Top of GIVEN RECORDS

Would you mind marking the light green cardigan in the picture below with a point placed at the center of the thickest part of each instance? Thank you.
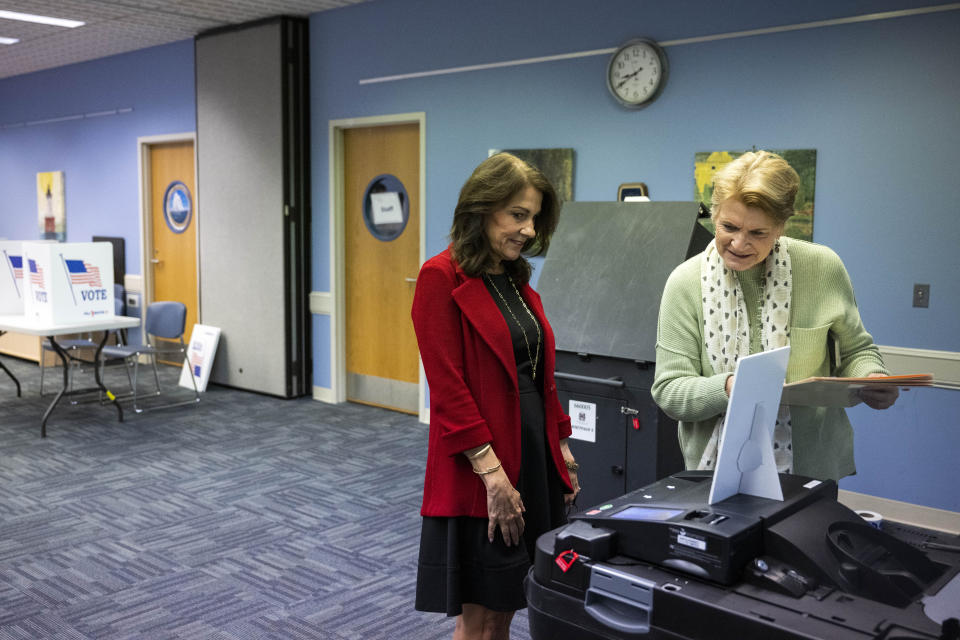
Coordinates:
(687, 389)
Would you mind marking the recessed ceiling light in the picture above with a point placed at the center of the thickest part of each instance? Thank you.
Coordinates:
(29, 17)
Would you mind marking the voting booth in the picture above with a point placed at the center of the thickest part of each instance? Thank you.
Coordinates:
(68, 282)
(601, 284)
(12, 290)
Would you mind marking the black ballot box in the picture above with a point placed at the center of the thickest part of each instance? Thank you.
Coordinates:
(601, 284)
(621, 439)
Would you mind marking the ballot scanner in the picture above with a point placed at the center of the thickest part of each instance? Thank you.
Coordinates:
(661, 562)
(741, 552)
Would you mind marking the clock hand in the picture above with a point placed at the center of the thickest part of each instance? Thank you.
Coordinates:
(628, 76)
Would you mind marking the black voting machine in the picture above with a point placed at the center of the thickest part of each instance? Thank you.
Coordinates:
(601, 284)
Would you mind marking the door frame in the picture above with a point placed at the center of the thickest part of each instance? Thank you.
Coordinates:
(144, 143)
(335, 303)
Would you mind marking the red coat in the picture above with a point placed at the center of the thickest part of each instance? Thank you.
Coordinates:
(468, 357)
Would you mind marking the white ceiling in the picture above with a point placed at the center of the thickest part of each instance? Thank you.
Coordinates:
(117, 26)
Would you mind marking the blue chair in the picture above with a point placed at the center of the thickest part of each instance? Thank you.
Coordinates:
(164, 326)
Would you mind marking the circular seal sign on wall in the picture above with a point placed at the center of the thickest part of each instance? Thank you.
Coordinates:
(177, 207)
(386, 207)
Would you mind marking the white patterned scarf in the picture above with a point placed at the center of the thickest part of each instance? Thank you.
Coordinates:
(726, 333)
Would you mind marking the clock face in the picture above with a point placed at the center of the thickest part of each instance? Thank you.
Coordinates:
(637, 72)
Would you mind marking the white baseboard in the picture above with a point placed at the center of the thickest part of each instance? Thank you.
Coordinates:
(903, 512)
(323, 394)
(944, 365)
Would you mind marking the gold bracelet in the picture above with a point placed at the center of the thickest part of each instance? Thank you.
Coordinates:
(490, 470)
(476, 454)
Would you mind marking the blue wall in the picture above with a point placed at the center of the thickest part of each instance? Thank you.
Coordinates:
(97, 155)
(878, 100)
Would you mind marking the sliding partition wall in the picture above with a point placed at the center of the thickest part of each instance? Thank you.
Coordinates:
(253, 166)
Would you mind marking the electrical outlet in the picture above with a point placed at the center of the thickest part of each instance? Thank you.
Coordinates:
(921, 295)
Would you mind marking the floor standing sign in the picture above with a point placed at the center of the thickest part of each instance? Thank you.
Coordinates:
(203, 346)
(68, 282)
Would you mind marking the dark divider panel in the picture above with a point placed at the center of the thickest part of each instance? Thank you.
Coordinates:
(601, 285)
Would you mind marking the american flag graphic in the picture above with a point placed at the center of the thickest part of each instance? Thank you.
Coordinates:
(83, 273)
(36, 274)
(17, 263)
(196, 362)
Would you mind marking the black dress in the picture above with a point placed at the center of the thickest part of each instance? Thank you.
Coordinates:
(458, 564)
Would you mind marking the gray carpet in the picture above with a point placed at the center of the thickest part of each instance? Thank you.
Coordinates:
(243, 517)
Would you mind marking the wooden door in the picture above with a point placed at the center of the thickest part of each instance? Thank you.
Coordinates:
(381, 348)
(173, 242)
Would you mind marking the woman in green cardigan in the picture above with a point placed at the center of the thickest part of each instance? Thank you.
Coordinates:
(752, 290)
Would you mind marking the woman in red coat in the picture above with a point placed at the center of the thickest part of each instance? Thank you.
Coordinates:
(499, 470)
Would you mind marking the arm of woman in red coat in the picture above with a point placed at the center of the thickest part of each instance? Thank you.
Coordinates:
(453, 410)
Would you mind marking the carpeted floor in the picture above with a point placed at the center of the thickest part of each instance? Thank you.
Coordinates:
(245, 516)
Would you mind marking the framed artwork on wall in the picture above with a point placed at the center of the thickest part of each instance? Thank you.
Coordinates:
(51, 210)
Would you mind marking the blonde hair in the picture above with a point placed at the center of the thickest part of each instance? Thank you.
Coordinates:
(758, 179)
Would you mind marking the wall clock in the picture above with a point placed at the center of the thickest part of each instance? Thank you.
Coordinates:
(637, 73)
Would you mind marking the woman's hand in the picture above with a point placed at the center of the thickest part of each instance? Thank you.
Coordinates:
(879, 397)
(504, 508)
(568, 498)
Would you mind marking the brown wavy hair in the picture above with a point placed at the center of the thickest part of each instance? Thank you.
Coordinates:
(493, 184)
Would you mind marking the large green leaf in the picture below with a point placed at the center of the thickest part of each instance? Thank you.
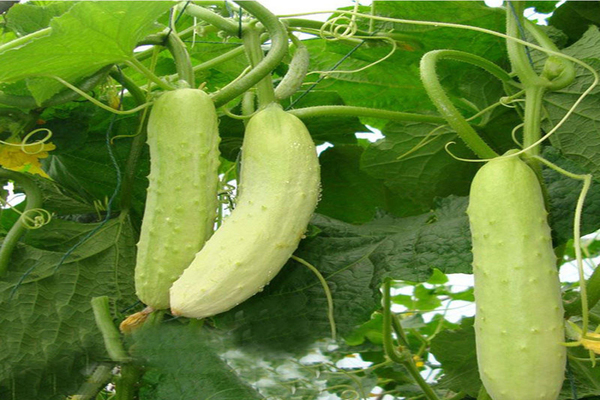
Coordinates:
(578, 138)
(48, 332)
(82, 162)
(418, 177)
(394, 84)
(455, 350)
(182, 363)
(292, 310)
(27, 18)
(86, 38)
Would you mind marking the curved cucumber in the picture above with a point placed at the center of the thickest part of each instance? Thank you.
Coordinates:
(277, 196)
(182, 194)
(519, 320)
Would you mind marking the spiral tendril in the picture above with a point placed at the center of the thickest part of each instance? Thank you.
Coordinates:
(36, 218)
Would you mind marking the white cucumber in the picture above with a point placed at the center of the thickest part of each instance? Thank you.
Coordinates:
(182, 194)
(519, 323)
(280, 183)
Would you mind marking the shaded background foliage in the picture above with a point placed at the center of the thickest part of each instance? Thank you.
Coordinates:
(380, 215)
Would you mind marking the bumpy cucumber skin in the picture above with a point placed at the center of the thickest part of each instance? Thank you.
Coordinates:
(182, 195)
(280, 183)
(519, 320)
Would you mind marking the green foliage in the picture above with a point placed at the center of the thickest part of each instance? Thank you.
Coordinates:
(182, 364)
(388, 210)
(88, 37)
(49, 334)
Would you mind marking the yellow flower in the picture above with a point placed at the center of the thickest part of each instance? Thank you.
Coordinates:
(14, 158)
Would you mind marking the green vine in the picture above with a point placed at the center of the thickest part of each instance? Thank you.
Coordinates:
(278, 50)
(443, 103)
(34, 200)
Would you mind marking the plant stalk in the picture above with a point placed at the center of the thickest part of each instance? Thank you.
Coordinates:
(34, 199)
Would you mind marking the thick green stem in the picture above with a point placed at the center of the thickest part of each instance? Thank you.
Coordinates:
(135, 64)
(212, 18)
(159, 39)
(404, 358)
(443, 103)
(278, 50)
(252, 44)
(292, 81)
(559, 71)
(220, 59)
(183, 63)
(532, 132)
(110, 333)
(353, 112)
(137, 144)
(516, 51)
(34, 200)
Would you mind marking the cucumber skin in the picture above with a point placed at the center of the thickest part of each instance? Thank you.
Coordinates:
(519, 323)
(182, 195)
(279, 190)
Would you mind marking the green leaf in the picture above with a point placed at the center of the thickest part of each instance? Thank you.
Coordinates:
(578, 138)
(564, 193)
(87, 169)
(370, 330)
(292, 310)
(419, 177)
(183, 364)
(586, 379)
(455, 350)
(574, 17)
(48, 332)
(437, 277)
(544, 7)
(394, 84)
(86, 38)
(348, 194)
(27, 18)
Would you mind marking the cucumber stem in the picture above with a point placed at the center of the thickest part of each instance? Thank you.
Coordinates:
(212, 18)
(110, 333)
(352, 112)
(137, 144)
(183, 63)
(278, 50)
(34, 200)
(252, 44)
(443, 103)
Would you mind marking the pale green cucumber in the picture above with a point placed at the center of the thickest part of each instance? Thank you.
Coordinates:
(519, 323)
(279, 190)
(182, 195)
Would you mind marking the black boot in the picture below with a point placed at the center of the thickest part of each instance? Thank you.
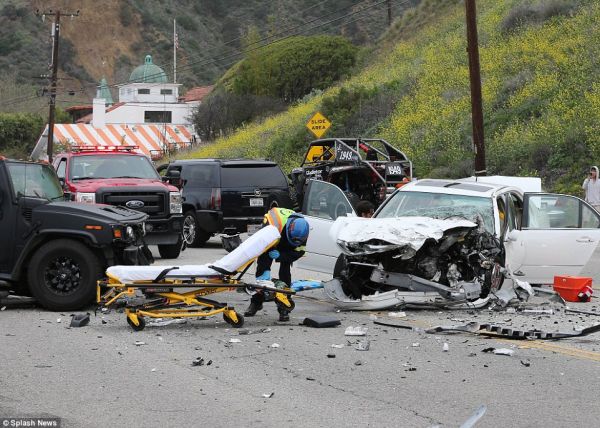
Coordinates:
(284, 315)
(256, 302)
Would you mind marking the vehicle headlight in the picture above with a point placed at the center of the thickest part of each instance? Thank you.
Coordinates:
(130, 233)
(88, 198)
(175, 206)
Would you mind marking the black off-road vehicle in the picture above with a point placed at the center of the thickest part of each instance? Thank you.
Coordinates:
(226, 196)
(59, 249)
(364, 168)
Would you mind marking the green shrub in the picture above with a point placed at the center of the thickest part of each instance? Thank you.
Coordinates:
(125, 14)
(292, 68)
(537, 13)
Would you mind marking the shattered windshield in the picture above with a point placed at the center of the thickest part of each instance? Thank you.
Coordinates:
(111, 166)
(439, 205)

Bottom of GIVEN RECORDS

§ EXERCISE DIRECTIONS
Line count for the string "leaf": work it out from the records above and reply with the number alone.

§ RESPONSE BELOW
2